* _SOURCE TEXT_
______

Thurber’s sour attitude reflected his dour life.  Thurber had a difficult childhood followed by a difficult adulthood.  He lost an eye when he was seven and gradually went blind in the other eye as an adult.  He had a dominating mother and an unhappy marriage.  He was a drinker and a notoriously mean drunk.  He was regularly taken to task and made fun of by family, friends and foes because he was hapless at almost everything, except writing and drawing.  So, he spent his life writing and drawing, and taking out his frustrations and bitterness in print. [7]  

In what seems like reality anticipating a Thurber story, Thurber was denied graduation from Ohio State University despite completing all of the academic requirements because as a half-blind person he could not take ROTC and as a male student he could not graduate without having taken ROTC.  This sort of outrage was typical of his life and contributed to his moroseness and misanthropy.  Filled with rage against the universe, Thurber translated his anger into cynicism, his cynicism into sarcasm, and his sarcasm into satirical humor.[8]

The conventional view of Thurber is to portray him as a genial satirist who conquered his own ill humor with good-humored stories.  Dealing with the funny side of everyday life, Thurber’s characters are bumblers who are incapable of dealing with the ordinary problems of the world.  They “look like they are survivors” who are barely getting by “in a world they can’t comprehend.”[9]  In fact, I think they look a lot like Thurber but without the anger.

Thurber’s work is not without controversy.  Critics complain that Thurber’s stories and cartoons are misogynistic, and that they invariably portray women as bullies and men as milquetoasts.   Thurber’s supporters counterclaim that you have to approach his work with a sense of humor that his critics apparently lack.  His supporters acknowledge that in real life Thurber did generally hate women and felt that modern women emasculated men, but these supporters insist that Thurber’s work did not reflect these prejudices.  

To the contrary, his apologists claim, Thurber “undermines sexism through comic irony.” Thurber successfully sublimated his anger into humor and dissipated it thereby.  He turned his unhappy private life into happy public comedy.  While admitting that Thurber was a sexist and a misanthrope, they claim that his work is neither sexist nor misanthropic.[10] 

I don’t agree.  In the persons of Mitty’s nagging wife, the rude woman in the street, and other minor female characters in the story, misogyny and misanthropy pervade Mitty, as they do in many of Thurber’s other works, albeit in clever comic disguise.  That Thurber was cleverly able to cover his rage with comic converse does not diminish the anger and scorn that underlay the humor.  And it is anger and scorn that are directed not only at his stories’ characters but at us readers as well.

Comedy isn’t always fun even if it’s funny.

______

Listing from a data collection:
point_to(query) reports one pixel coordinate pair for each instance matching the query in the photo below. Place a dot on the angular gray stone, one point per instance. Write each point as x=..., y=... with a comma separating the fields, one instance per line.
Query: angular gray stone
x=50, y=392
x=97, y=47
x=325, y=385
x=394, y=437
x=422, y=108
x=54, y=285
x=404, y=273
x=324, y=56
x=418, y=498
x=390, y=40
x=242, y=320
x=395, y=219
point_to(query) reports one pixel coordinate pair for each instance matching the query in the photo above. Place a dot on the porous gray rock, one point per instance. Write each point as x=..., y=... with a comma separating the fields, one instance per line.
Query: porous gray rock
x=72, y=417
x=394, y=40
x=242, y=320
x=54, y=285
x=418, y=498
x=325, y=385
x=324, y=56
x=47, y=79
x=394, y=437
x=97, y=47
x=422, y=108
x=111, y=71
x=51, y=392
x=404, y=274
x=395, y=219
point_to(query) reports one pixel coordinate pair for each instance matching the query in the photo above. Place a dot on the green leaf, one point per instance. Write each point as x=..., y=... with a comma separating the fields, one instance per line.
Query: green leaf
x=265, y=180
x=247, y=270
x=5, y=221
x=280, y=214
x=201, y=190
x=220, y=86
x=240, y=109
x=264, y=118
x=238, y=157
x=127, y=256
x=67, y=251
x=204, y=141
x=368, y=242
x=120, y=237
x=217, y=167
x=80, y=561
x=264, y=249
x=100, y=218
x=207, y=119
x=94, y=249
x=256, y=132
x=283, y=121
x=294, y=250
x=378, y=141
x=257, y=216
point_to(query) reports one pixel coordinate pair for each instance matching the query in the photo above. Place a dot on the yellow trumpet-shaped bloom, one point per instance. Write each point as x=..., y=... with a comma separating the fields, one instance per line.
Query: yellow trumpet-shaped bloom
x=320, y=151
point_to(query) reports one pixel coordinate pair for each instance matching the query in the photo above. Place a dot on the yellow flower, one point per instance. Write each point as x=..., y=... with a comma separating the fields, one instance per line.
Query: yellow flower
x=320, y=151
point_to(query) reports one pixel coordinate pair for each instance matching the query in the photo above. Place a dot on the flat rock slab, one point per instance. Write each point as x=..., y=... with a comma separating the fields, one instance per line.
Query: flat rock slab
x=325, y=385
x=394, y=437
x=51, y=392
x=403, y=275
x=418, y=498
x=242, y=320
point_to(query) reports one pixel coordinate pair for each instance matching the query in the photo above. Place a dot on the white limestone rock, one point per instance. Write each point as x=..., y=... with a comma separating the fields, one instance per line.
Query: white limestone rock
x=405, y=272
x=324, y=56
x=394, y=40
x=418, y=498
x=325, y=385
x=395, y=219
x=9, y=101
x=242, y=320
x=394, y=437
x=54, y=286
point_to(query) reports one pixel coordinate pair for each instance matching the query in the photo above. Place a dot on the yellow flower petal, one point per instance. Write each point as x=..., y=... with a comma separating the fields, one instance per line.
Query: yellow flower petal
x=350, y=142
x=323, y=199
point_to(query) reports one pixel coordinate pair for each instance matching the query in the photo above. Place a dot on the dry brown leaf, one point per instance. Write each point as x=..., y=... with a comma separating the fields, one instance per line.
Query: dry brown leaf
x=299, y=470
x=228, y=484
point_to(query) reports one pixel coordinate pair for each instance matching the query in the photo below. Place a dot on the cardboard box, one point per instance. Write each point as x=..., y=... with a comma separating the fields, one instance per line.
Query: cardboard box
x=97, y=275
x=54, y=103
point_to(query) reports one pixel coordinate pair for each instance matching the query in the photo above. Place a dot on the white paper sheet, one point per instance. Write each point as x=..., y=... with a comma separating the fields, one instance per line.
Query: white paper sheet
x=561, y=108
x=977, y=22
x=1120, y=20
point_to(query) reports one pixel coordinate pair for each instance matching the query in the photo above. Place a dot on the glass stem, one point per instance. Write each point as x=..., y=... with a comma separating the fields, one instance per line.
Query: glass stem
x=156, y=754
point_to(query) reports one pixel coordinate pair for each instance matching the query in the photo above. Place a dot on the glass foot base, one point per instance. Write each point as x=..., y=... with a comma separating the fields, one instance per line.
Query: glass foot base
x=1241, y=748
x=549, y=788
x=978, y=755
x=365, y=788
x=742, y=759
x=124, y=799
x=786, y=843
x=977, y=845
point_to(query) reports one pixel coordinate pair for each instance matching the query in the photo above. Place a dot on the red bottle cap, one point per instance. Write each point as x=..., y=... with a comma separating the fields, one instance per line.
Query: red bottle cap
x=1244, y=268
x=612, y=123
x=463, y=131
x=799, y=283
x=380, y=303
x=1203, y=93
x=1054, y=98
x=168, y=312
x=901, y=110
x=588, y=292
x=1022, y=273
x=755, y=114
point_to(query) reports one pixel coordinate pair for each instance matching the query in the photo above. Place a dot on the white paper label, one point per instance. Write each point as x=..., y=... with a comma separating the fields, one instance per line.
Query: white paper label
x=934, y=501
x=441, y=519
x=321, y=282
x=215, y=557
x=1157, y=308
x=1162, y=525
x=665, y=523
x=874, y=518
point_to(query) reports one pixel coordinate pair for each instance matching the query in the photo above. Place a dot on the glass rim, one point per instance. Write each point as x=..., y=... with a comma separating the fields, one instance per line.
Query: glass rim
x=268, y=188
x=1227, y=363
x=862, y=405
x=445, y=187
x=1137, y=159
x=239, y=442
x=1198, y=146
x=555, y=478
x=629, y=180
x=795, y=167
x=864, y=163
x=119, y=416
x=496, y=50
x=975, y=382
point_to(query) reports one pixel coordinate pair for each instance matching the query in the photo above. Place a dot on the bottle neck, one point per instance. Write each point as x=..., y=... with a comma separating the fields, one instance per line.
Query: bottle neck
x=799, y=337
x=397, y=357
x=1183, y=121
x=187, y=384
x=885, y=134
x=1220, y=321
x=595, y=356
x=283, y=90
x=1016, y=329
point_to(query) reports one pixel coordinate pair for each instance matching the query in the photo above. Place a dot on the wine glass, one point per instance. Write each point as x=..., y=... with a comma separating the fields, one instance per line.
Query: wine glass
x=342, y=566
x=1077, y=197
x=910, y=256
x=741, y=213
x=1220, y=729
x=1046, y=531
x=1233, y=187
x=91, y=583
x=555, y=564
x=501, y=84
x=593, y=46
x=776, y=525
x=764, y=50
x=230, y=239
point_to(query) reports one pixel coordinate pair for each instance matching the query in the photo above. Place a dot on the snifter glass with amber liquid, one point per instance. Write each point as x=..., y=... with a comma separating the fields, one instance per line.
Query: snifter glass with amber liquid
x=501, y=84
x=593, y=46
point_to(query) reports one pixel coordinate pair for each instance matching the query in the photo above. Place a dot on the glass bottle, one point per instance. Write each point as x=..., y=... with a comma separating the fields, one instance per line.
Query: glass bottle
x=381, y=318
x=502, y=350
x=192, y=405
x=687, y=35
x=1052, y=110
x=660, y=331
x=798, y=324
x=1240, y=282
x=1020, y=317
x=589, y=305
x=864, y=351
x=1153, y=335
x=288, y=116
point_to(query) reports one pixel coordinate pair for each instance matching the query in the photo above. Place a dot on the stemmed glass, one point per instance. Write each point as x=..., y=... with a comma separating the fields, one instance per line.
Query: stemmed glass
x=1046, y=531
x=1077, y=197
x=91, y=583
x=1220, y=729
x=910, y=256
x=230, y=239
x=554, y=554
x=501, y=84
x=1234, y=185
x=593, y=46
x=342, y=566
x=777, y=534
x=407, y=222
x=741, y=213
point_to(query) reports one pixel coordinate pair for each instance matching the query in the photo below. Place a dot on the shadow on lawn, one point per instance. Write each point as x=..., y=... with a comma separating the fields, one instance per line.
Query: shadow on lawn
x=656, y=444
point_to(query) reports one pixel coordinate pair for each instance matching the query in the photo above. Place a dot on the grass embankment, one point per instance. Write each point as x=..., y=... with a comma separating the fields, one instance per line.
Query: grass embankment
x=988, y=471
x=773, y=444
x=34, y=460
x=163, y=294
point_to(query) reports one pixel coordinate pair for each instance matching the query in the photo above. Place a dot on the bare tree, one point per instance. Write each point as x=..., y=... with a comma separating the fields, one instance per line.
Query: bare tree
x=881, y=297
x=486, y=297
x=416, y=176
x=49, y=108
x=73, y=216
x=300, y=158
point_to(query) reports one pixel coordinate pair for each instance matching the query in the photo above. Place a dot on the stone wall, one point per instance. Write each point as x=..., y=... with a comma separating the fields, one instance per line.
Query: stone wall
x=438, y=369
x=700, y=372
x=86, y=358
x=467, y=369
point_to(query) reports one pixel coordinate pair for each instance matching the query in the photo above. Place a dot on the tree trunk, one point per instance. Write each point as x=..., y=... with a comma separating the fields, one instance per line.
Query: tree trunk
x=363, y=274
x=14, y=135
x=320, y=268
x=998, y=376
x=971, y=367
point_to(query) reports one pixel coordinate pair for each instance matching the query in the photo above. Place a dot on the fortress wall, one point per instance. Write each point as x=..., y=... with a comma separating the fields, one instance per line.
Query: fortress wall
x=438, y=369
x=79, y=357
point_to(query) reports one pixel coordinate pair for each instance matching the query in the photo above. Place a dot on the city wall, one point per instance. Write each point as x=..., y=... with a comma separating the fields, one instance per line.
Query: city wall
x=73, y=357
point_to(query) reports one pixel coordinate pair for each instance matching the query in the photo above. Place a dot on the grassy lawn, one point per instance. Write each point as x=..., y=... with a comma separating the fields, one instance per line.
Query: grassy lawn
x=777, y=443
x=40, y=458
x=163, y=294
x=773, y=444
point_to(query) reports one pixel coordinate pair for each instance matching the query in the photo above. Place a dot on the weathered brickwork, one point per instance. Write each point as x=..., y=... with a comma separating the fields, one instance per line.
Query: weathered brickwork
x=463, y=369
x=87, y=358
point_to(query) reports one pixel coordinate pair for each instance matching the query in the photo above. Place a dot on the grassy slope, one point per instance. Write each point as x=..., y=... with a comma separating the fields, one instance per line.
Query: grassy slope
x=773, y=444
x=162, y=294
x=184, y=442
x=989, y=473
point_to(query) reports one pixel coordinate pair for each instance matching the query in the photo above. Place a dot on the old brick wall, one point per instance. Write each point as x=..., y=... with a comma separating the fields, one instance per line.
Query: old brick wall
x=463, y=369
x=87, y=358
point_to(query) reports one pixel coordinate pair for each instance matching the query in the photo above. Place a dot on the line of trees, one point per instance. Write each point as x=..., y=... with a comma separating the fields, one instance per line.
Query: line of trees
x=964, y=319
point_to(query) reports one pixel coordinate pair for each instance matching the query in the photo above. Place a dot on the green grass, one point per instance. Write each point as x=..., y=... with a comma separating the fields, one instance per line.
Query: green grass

______

* _STATED GOAL A_
In the essay on Thurber, condense the paragraph that begins "Thurber’s work is not without controversy" into a short bulleted list that keeps its main facts.
* _STATED GOAL B_
According to the essay on Thurber, why was he denied graduation from Ohio State University?
* _STATED GOAL C_
Carry the essay on Thurber forward from its final line.
The listing was drawn from a separate source.

* _EXERCISE RESULT A_
- Critics call Thurber's stories and cartoons misogynistic, saying they always show women as bullies and men as milquetoasts.
- His supporters reply that his work must be approached with a sense of humor the critics seem to lack.
- The supporters admit that Thurber generally hated women and believed modern women emasculated men.
- They still insist his work did not reflect these prejudices.

* _EXERCISE RESULT B_
As a half-blind person he could not take ROTC, and a male student could not graduate without having taken it.

* _EXERCISE RESULT C_
A professor is pontificating in front of a classroom of thirty bored students.  Striding back and forth as he speaks, the professor is puffing a pipe (this is before there were “No Smoking” rules), with one hand on the bowl of the pipe and his other hand in the side pocket of his sport jacket (this is when there was still an informal dress code for professors) in which he had stored a book of matches.  In the midst of the professor’s peroration, a student in the front row of the class (this is when students still sat in rows) spots some smoke emanating from the professor’s pocket.

Oblivious to the commotion that is building in the classroom as more and more students become aware of the conflagration that is building inside his jacket pocket, the professor plods on with his lecture.  Until, suddenly, he cries out, strips off the jacket, throws it to the floor, and stomps on it until the fire is out.  Then he calmly hangs the jacket on the back of a chair, gives an embarrassed half-smile to the students, almost all of whom were laughing uproariously, and plods on with the lecture.

This scene is a prime example of humor.  Like much humor, it is based on the discomfiture of others whom we think deserve it.  In this case, it is the pompous professor who is made to look foolish.  It is a scene which I personally witnessed and in which I participated as one of the laughing students, thankful for a break in the tedium of the class.  It was also before I became a professor myself and could empathize with the pathetic professor.  

Comedy can be cruel.  It often is.  Thurber’s comedy in particular.  In much of Thurber’s comedy, someone is paying the price in discomfiture for the laughter that readers enjoy.   The key questions are at whose expense is the laughter and to what effect is the humor. 

Every story starts with a status quo situation that is disrupted by a problem.  The story then tells how people deal with the problem.  Depending on the type of story, be it, for example, melodrama, tragedy or comedy, the problem and its solutions will take on different forms. 

Melodrama generally takes the form of Good versus Evil and Good Guys versus Bad Guys.  In melodrama, the problem is generally created by the bad actions of bad people, and the solution is to defeat and/or eliminate the bad people.[11] 

Tragedy can be described as too much of a good thing leading to a bad result. In tragedy, a character generally pursues a too narrow end too far until it all falls down.  The character’s “tragic flaw” is hubris and/or a lack of perspective, failing to see things in a broader context.[12]  

Comedy can be described as a story of wisdom versus folly and wise people versus fools.[13]  In comedy, the problem is created by someone acting from stupidity or ignorance, or what has been called “the intervention of fools.”[14]  The solution is generally some sort of educational process in which the wise teach and/or gain control of the fools.  Comedy usually promotes a hierarchical view of the world in which the fools need to be wised-up by the wise people.

In understanding a comedy, it is important to identify who are the wise and who are the fools.  Authors have many different options as to whom they will elevate as the wise and whom they denigrate as the fools.  And it may sometimes be difficult for us readers to see who is what, and sometimes to the joke is on us.  Depending on the nature of the story, wisdom could come, for example, from wise characters in the story who wise-up fools in the story, or from a wise narrator of the story who shows us readers the foolishness of characters in the story, or from a wise narrator who shows us readers our own foolishness.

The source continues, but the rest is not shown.